ЗАДАНИЯ -
a. Перечислите все меры, которые в тексте об антикоррупционных инициативах названы сразу после слов «вон сколько всего:» и до слов «Тут и постановления».
b. Какой срок в тексте об антикоррупционных инициативах указан как период, за который не появилось ни одного документа?
c. Продолжите текст об антикоррупционных инициативах, начиная с места, на котором он обрывается.

ТЕКСТ ДЛЯ ЧТЕНИЯ -
»»

Итоги недели. Принуждение к прозрачности
Если кто не заметил, в последние несколько месяцев властные антикоррупционные инициативы льются как из рога изобилия. Вот ещё совсем недавно ничего не было, то есть совсем-совсем-совсем ничего, ни одного сколько-нибудь завалящего документа за 8 лет, а тут раз — и сразу вон сколько всего: и указ президента о мерах по противодействию коррупции, и национальный план по борьбе с нею, и создание совета при президенте для тех же целей, и принятие пакета антикоррупционного законодательства, включая его краеугольный камень – федеральный закон «О противодействии коррупции». Тут и постановления правительства об антикоррупционной экспертизе законодательных и нормативных актов, и указ президента о реформе системы государственной службы, и инициативы министра финансов, и выступления премьера, и выступления президента, и ещё инициативы разных властных людей, и заседания совета, и… и… Аж голова кругом.

««

СТРОКИ ЛИСТИНГА -
»»

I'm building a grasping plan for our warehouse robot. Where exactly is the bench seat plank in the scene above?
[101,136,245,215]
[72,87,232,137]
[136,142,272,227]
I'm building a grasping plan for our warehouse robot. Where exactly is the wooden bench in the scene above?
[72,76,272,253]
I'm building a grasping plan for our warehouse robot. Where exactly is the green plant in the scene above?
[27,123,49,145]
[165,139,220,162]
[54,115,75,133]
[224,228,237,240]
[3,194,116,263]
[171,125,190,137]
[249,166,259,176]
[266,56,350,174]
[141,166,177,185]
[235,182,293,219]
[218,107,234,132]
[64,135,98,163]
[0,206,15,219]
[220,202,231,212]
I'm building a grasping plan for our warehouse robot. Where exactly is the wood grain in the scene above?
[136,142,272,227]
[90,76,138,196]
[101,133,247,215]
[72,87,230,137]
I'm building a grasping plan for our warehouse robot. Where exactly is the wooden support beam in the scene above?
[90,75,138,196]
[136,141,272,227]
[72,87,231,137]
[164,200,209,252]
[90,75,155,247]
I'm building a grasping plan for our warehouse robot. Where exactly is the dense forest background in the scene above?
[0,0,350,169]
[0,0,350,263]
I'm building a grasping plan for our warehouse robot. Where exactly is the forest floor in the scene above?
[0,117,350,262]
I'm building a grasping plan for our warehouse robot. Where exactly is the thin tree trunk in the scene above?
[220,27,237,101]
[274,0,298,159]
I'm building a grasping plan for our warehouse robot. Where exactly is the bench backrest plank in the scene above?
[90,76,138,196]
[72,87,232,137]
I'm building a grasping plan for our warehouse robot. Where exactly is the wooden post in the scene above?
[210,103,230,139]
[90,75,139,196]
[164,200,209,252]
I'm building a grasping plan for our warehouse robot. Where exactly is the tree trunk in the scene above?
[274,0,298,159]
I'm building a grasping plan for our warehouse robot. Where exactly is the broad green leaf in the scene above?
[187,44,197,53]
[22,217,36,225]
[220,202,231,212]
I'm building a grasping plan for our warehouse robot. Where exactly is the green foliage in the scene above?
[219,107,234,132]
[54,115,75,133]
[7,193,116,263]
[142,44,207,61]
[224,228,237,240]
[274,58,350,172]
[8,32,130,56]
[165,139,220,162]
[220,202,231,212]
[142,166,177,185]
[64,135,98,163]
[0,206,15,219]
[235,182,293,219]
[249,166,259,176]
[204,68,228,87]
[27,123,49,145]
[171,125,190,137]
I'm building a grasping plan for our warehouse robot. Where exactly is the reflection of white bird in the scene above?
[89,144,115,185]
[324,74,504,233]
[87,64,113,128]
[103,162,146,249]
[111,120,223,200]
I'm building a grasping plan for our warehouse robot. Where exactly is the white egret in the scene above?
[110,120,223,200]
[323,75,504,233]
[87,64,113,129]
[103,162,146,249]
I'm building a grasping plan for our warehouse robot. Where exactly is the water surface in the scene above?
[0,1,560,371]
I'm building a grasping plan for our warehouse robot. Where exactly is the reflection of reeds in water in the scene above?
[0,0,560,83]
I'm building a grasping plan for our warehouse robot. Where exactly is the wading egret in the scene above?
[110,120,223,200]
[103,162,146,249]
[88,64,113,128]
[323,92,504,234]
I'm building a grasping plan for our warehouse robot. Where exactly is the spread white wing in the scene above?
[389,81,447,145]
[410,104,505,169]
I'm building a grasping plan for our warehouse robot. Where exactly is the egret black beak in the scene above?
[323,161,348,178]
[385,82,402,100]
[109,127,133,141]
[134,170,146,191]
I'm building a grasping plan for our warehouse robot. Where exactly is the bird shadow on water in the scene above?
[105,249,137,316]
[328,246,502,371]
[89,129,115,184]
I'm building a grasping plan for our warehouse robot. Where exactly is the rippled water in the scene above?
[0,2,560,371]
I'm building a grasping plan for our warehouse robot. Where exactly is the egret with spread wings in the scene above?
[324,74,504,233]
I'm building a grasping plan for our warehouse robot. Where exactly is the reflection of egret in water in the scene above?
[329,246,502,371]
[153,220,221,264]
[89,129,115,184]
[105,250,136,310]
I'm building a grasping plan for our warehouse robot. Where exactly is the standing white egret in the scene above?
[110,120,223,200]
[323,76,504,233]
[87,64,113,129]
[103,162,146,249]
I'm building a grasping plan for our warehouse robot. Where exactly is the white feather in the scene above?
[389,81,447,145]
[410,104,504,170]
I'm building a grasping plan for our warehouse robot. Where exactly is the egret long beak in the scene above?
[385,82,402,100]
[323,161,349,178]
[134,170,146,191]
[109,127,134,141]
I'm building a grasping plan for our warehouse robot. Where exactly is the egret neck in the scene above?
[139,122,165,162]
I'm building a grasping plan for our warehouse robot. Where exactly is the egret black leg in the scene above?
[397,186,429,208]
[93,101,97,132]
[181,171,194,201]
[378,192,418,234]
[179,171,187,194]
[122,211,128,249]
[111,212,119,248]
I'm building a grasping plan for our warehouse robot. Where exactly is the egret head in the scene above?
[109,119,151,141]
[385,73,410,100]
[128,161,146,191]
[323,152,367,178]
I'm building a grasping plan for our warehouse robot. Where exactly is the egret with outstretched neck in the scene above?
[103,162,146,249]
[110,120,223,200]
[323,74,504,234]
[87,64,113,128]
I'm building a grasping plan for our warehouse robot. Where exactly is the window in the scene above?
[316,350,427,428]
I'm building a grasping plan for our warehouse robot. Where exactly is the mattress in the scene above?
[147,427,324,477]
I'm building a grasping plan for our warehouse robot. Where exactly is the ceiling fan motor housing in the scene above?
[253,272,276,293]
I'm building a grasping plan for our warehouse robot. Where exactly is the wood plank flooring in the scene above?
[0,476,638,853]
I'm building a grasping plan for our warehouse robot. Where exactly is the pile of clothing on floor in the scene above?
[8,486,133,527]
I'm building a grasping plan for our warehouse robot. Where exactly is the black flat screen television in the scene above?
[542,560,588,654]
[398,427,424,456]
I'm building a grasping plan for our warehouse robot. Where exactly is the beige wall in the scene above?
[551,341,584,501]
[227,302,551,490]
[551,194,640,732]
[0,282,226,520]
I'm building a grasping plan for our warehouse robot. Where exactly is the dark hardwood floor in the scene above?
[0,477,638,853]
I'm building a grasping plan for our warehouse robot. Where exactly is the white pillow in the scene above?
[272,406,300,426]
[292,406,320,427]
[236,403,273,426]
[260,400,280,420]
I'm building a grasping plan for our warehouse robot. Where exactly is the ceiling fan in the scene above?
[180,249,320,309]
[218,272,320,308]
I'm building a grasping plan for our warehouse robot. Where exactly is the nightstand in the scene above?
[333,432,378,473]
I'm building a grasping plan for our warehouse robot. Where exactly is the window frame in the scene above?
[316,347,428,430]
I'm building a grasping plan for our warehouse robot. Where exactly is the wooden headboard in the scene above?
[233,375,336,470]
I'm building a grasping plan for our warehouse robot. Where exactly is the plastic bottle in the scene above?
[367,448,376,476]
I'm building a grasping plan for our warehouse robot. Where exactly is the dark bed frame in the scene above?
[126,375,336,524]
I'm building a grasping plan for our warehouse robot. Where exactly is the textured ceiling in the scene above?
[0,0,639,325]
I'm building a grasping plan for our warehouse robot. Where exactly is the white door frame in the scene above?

««

ОТВЕТЫ К ЗАДАНИЯМ -
a.
1. Указ президента о мерах по противодействию коррупции.
2. Национальный план по борьбе с коррупцией.
3. Создание совета при президенте для тех же целей.
4. Принятие пакета антикоррупционного законодательства, включая федеральный закон «О противодействии коррупции».

b. 8 лет.

c.
И каждый документ важен, и каждое событие в этом ряду – интересно, и все их надо бы разобрать по косточкам и заглянуть им внутрь, чтобы понять, что там полезного есть, чего не хватает, что, как и когда может заработать. Вот, к примеру, федеральный закон, устанавливающий рамки нашей антикоррупционной политики, определяющий основные инструменты борьбы, среди которых один из главных – декларирование доходов и имущества государственных служащих и членов их семей.
Без вопросов, декларирование – преотличнейший инструмент, доказавший свою эффективность во многих разных странах. Но тут же сразу вопросы: а почему среди тех, кто будет нам всё декларировать, нет, например, служащих государственных корпораций? Разве у них там (или у нас тут) в этих самых государственных корпорациях совсем нет проблем с коррупцией? Или почему членами семьи вдруг оказались только «ближайшие родственники», то есть супруги и несовершеннолетние дети? А совершеннолетние? Ну, например, те, кому вчера девятнадцать стукнуло, но которые при этом ездят на Бентли? По ним у нас никаких вопросов не имеется?
Да-да, я помню, что главный озвученный депутатами и не только аргумент – защита прав человека. Совершенно же очевидно, что у братьев-сестёр, мам-пап и взрослых детей права эти есть, а у жён-мужей и младенцев – нет. Или вот ещё вопрос: а что это у нас декларирование отложено на год? Ну да, это — вовсе и не вопрос. Нам же сразу сказали: год нужен, чтобы подготовиться. Только вот не вполне понятно, кому и к чему тут надо готовиться: только ли государственным органам к организации проверок или потенциальным проверяемым к указанным малоприятным процедурам. И что-то подсказывает мне правильный ответ.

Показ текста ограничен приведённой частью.